Given problem - Starting with the line that contains "Can you see the man with", reproduce each line through the end of the listing below, with no other output.

Records to process -
+ + + + + + +
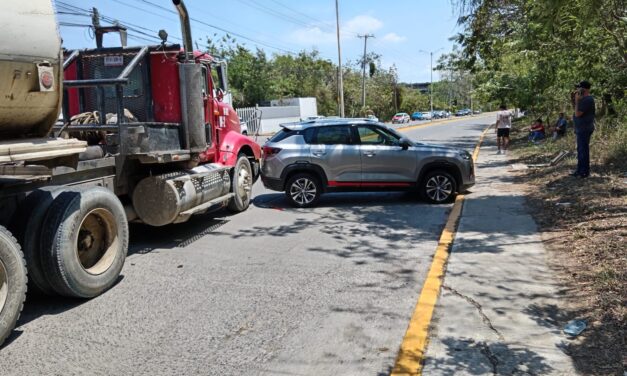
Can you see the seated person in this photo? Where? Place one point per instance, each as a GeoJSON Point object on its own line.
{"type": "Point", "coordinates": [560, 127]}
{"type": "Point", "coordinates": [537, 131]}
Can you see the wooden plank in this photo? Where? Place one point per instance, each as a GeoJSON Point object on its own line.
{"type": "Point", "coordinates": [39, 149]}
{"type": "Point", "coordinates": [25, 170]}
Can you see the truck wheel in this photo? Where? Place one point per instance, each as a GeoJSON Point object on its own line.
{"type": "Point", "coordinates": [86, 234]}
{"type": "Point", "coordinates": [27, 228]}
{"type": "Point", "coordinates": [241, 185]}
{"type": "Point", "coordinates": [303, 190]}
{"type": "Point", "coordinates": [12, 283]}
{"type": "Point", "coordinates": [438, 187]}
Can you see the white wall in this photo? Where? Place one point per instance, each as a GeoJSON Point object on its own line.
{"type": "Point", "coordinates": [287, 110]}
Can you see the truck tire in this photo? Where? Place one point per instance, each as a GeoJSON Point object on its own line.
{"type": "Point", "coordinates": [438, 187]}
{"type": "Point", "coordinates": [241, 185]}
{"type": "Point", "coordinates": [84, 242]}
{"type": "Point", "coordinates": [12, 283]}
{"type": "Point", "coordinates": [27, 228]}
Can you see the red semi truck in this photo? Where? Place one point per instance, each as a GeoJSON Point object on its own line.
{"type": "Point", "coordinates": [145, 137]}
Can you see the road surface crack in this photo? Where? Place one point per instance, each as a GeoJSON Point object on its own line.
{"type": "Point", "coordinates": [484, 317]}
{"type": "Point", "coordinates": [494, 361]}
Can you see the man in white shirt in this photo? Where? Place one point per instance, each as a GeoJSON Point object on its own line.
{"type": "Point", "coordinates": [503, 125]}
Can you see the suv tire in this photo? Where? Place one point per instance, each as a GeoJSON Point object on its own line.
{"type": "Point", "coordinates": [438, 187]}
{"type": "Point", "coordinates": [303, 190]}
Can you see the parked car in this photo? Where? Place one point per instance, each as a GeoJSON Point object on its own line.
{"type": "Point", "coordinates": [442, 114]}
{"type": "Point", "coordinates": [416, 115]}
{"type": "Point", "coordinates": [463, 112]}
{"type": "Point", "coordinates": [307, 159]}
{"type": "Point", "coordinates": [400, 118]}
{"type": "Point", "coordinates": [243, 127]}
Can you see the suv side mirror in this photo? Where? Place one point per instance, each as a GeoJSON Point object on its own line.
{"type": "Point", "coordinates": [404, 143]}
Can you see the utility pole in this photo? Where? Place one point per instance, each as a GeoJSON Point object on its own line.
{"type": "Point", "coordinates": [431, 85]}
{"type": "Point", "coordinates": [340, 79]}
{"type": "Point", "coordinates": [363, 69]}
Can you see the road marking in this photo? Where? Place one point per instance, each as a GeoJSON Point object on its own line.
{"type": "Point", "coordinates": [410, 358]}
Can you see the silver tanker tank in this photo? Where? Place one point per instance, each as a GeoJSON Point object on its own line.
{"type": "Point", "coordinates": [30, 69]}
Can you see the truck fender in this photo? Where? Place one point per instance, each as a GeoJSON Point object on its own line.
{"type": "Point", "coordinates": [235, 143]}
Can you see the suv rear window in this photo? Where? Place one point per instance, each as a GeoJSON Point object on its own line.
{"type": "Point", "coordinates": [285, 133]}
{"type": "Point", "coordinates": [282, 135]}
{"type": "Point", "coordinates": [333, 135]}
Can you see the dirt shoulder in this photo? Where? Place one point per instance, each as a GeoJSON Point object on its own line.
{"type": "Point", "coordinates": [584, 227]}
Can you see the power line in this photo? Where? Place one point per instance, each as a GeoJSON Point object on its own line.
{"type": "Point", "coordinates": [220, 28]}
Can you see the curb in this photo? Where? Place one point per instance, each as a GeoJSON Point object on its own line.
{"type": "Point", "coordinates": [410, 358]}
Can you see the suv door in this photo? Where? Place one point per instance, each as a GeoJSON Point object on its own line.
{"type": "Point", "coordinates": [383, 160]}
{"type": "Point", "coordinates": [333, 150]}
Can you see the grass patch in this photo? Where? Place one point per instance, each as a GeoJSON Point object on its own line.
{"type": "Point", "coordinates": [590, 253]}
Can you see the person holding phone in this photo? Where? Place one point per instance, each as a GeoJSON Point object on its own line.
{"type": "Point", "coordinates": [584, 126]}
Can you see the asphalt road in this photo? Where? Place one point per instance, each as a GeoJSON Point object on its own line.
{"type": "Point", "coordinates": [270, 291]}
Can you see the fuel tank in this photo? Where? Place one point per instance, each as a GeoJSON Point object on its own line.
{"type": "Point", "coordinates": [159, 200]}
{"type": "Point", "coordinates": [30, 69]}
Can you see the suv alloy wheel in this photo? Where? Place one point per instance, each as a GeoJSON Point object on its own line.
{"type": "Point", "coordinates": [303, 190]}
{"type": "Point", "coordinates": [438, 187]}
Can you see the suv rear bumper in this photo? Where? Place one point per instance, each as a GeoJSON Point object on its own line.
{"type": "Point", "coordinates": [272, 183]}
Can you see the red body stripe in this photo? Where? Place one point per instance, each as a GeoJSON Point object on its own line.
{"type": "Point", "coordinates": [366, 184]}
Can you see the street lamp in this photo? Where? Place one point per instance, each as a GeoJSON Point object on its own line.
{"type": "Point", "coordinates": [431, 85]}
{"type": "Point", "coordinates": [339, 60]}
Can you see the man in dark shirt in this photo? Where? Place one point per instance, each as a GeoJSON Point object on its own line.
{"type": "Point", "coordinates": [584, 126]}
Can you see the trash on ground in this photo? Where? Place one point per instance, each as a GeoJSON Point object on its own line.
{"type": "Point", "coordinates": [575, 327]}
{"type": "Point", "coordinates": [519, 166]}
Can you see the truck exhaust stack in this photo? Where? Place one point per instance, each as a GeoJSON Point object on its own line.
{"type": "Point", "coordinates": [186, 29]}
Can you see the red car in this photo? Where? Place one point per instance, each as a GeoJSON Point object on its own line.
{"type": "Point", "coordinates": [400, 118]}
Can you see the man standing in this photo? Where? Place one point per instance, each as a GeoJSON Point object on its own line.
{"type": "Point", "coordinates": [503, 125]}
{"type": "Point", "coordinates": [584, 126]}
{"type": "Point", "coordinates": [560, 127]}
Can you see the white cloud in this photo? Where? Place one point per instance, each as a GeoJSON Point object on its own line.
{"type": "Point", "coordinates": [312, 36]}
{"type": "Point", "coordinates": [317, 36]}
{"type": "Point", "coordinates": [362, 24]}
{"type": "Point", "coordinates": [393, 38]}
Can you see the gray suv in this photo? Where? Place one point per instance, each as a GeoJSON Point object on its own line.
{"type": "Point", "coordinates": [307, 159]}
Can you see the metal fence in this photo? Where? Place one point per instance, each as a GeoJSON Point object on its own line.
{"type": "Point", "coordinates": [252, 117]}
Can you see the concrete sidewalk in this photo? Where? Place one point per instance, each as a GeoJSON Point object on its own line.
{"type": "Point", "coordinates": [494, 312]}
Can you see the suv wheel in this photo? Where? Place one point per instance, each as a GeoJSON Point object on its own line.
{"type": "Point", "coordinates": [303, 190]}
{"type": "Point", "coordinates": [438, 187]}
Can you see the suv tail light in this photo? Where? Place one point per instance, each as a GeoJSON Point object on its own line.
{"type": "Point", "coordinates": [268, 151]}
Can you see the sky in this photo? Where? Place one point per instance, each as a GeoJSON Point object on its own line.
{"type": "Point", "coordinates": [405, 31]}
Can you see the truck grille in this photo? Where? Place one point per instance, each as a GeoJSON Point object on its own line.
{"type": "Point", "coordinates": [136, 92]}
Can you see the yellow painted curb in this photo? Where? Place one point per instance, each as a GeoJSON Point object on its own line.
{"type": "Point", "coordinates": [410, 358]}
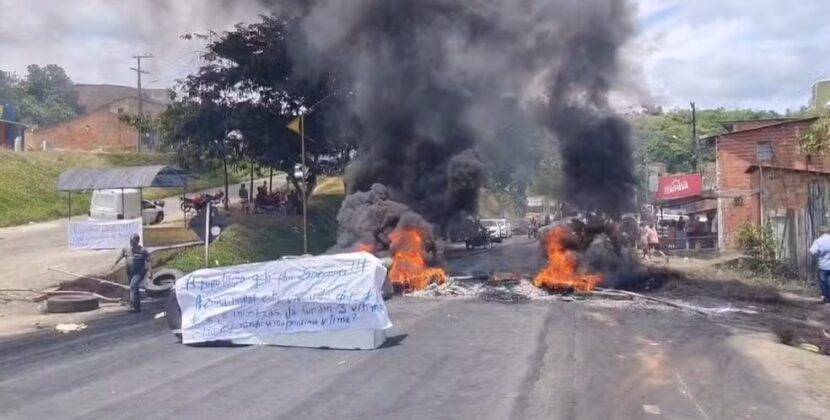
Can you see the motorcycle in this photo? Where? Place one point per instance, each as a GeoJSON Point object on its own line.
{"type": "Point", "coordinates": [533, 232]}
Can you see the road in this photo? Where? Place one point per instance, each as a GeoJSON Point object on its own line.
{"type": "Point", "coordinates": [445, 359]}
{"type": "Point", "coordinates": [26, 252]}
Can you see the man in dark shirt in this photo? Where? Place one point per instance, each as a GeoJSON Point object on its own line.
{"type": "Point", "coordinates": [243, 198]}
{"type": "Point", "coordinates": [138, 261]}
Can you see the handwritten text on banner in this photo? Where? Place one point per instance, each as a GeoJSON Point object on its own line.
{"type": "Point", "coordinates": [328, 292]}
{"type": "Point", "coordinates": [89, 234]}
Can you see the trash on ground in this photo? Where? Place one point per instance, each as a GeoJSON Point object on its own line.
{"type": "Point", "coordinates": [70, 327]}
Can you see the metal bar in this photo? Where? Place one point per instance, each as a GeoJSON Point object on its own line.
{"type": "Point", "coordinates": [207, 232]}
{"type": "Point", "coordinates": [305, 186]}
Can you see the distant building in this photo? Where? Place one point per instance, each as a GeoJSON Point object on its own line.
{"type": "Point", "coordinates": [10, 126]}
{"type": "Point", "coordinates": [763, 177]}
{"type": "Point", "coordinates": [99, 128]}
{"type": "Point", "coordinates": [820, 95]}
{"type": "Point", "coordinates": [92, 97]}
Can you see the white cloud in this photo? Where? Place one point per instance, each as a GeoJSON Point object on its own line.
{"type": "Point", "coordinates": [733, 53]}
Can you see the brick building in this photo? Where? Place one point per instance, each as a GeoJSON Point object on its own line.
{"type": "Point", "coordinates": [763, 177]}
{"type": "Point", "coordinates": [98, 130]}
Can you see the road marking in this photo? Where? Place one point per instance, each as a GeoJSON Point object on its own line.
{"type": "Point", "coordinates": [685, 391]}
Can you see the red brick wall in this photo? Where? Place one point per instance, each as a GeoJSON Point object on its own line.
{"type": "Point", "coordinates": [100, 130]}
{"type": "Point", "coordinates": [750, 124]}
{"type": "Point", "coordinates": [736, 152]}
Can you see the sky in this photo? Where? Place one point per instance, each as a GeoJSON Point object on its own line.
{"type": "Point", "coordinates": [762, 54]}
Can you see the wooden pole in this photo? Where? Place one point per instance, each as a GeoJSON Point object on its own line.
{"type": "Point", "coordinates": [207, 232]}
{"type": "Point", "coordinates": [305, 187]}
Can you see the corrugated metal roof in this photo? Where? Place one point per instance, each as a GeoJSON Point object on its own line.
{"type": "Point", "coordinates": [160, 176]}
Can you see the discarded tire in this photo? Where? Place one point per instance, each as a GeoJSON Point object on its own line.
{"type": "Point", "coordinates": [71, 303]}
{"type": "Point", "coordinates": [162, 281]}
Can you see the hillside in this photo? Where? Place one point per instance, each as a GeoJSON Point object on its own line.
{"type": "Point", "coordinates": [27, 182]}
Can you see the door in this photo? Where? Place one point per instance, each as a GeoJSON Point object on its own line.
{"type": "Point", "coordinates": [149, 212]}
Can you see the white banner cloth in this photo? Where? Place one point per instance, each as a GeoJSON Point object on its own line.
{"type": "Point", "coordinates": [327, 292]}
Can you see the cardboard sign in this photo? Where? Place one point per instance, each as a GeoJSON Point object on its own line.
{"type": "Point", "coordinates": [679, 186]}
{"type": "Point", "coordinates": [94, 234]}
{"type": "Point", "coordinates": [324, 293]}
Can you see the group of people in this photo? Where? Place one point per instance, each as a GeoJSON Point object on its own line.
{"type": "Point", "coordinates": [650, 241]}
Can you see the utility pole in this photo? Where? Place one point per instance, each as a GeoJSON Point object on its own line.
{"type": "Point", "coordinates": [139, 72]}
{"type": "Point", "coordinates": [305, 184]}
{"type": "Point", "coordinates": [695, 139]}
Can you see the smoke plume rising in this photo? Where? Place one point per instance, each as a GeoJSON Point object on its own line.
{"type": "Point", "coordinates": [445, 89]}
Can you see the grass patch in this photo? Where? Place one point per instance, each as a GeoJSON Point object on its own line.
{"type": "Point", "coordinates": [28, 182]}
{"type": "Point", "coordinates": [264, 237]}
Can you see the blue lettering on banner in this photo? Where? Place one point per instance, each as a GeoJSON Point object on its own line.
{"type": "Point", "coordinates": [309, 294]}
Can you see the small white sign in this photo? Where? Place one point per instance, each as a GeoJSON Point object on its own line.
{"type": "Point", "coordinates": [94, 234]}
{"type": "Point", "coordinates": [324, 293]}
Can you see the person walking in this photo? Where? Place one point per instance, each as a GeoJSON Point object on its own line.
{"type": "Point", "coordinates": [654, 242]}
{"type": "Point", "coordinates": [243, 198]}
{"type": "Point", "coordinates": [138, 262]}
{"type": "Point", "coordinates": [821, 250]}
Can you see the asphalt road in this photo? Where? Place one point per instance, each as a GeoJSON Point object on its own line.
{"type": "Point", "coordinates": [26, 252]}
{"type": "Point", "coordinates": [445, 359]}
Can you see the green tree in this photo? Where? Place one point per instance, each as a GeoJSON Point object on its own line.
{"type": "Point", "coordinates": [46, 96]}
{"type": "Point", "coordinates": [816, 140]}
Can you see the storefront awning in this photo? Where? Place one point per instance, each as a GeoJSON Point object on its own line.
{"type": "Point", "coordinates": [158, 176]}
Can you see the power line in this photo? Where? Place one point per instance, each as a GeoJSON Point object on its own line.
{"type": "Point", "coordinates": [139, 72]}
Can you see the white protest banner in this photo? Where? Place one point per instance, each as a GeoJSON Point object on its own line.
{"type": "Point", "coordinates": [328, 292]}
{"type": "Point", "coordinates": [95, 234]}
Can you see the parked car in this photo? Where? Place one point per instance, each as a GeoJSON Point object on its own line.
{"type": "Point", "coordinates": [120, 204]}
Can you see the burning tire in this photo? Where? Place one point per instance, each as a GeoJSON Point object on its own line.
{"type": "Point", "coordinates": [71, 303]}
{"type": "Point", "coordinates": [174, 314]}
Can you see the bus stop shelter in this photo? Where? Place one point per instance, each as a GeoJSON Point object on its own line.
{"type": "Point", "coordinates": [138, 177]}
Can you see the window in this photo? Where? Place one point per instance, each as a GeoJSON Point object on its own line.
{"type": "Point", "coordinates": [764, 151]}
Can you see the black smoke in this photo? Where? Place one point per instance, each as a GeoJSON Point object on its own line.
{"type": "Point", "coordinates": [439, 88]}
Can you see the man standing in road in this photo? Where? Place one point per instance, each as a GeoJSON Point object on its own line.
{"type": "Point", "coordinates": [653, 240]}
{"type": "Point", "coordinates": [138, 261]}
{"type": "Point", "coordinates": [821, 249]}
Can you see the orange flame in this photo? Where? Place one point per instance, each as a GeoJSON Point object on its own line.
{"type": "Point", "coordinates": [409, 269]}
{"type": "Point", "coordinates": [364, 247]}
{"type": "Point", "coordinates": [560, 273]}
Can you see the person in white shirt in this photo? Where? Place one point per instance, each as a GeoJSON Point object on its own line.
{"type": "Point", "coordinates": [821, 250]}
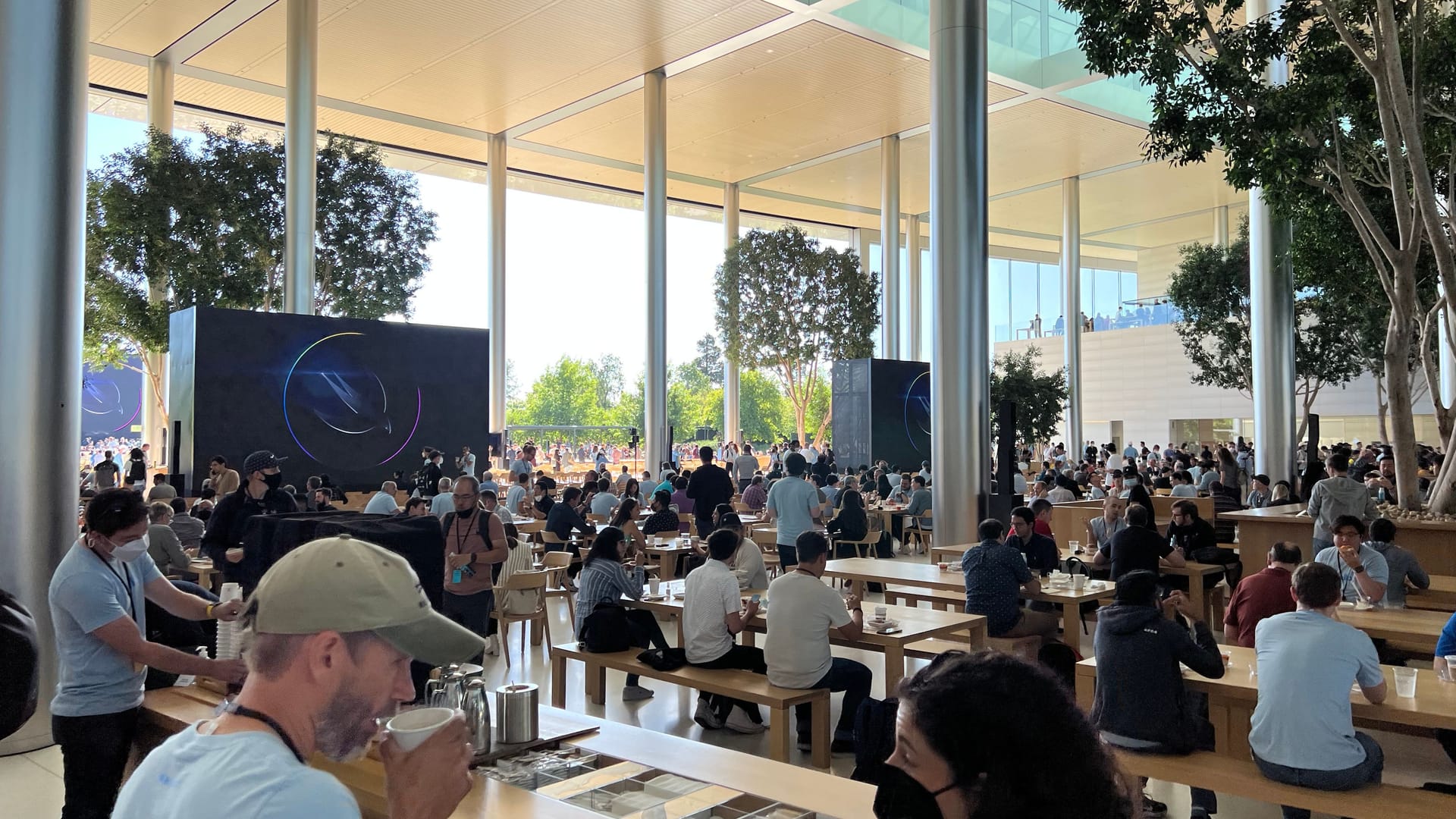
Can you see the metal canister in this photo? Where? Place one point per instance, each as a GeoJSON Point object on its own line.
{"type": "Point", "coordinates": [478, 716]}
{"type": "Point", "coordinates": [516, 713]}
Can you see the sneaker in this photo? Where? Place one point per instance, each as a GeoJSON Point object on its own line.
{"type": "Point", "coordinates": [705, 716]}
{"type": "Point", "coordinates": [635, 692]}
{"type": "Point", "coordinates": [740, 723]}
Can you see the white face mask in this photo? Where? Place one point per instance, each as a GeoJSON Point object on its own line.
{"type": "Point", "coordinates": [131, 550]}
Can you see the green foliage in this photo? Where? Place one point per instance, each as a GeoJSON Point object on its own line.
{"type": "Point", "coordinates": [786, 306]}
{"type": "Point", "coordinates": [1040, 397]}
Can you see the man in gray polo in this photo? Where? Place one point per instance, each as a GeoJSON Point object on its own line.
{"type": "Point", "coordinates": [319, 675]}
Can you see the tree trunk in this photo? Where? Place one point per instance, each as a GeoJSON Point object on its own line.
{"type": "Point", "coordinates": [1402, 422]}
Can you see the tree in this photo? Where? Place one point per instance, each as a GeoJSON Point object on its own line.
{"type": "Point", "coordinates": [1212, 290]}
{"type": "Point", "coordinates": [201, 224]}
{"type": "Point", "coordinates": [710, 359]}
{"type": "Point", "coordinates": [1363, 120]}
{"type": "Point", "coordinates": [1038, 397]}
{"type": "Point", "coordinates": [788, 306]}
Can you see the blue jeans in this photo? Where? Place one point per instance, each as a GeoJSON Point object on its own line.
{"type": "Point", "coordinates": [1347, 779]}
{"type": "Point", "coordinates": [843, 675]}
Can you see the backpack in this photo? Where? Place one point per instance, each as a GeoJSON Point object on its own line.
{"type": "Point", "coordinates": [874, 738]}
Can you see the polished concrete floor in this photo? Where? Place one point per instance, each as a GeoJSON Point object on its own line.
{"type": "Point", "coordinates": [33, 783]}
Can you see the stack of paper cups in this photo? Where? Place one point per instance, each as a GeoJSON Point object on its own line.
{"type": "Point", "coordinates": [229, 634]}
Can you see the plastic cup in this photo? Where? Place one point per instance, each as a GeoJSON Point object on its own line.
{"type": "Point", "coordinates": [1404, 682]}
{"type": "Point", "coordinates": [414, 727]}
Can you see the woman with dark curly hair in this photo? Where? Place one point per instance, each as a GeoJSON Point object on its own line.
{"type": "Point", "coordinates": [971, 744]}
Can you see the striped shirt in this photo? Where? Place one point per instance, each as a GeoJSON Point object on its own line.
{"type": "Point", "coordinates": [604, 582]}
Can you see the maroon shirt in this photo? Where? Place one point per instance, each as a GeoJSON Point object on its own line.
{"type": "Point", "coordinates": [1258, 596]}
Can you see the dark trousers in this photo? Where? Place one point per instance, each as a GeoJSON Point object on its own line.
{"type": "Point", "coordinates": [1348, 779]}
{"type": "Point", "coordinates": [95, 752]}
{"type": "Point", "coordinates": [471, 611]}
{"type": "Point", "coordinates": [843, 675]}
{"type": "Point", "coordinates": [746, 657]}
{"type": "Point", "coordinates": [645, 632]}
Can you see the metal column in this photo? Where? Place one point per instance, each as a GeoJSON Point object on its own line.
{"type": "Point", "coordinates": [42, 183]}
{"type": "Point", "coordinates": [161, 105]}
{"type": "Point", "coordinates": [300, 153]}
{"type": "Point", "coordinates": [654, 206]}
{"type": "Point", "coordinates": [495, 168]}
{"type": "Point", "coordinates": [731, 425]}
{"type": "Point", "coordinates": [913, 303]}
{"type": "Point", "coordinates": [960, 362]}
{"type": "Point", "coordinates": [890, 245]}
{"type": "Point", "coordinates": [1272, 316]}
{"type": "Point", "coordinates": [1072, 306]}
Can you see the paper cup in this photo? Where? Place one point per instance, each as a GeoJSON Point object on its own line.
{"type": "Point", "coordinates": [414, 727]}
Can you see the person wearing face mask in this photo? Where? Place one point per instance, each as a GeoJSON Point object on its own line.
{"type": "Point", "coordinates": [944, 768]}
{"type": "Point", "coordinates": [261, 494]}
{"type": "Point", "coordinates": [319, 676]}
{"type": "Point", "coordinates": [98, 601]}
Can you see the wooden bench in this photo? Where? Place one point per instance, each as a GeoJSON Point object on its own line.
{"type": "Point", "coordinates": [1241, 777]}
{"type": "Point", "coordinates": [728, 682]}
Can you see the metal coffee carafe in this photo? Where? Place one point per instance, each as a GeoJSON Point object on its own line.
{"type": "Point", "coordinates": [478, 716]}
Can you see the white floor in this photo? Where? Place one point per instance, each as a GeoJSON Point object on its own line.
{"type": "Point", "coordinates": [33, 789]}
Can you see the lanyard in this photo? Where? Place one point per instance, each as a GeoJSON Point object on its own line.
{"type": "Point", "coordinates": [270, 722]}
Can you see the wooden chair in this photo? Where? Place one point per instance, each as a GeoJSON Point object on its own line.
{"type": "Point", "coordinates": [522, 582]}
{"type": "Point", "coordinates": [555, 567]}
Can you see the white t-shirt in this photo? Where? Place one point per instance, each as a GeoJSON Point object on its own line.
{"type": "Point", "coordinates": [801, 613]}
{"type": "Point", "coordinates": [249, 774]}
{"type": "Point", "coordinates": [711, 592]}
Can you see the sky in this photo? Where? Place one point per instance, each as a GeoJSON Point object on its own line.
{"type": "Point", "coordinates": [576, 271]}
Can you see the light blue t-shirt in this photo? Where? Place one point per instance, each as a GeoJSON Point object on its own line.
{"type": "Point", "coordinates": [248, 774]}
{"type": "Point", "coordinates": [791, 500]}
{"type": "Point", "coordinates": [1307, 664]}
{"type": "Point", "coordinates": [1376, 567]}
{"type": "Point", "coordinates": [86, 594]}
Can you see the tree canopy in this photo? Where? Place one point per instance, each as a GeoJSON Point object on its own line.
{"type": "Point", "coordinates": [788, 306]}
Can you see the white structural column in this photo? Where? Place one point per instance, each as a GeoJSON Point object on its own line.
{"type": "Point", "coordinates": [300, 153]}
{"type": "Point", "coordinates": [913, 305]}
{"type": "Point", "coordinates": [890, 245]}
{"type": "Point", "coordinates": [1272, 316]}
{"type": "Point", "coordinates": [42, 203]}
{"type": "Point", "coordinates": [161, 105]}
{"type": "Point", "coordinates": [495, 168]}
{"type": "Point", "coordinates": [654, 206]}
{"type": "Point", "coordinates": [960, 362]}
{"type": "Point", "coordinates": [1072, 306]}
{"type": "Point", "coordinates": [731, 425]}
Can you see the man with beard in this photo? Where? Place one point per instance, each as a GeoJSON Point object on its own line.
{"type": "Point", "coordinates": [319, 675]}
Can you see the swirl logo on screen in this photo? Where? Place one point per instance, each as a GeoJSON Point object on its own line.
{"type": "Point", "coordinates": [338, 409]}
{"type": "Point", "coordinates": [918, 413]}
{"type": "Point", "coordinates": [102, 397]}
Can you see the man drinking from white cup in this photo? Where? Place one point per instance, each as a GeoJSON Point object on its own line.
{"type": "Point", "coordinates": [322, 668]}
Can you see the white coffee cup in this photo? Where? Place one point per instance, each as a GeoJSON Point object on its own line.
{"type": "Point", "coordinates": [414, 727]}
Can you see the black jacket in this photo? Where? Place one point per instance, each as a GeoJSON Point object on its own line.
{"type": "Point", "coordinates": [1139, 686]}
+ + + + + + +
The reply -
Can you see the man with beard in this photo? Where? Place one point per instance, each as a GeoJSON Point object on its own line.
{"type": "Point", "coordinates": [319, 675]}
Can you see the swirl logo on screen in this photo? Where? Place one point per instance, each as a GeoJSON Point object on its own line.
{"type": "Point", "coordinates": [338, 409]}
{"type": "Point", "coordinates": [918, 413]}
{"type": "Point", "coordinates": [102, 397]}
Can you see the man drinking from white cup in this photo? Where? Place one point per instance, each as a GeoJSON Point object on its own line.
{"type": "Point", "coordinates": [322, 668]}
Can you see the white coffee cup in this photo? Where? Place one point per instance, each as a GeoJSON Point object on its own line.
{"type": "Point", "coordinates": [414, 727]}
Can you see the black jacket in this photo? Where? Place one point per instance, each as a GeoJSON Point object on its own line.
{"type": "Point", "coordinates": [1139, 686]}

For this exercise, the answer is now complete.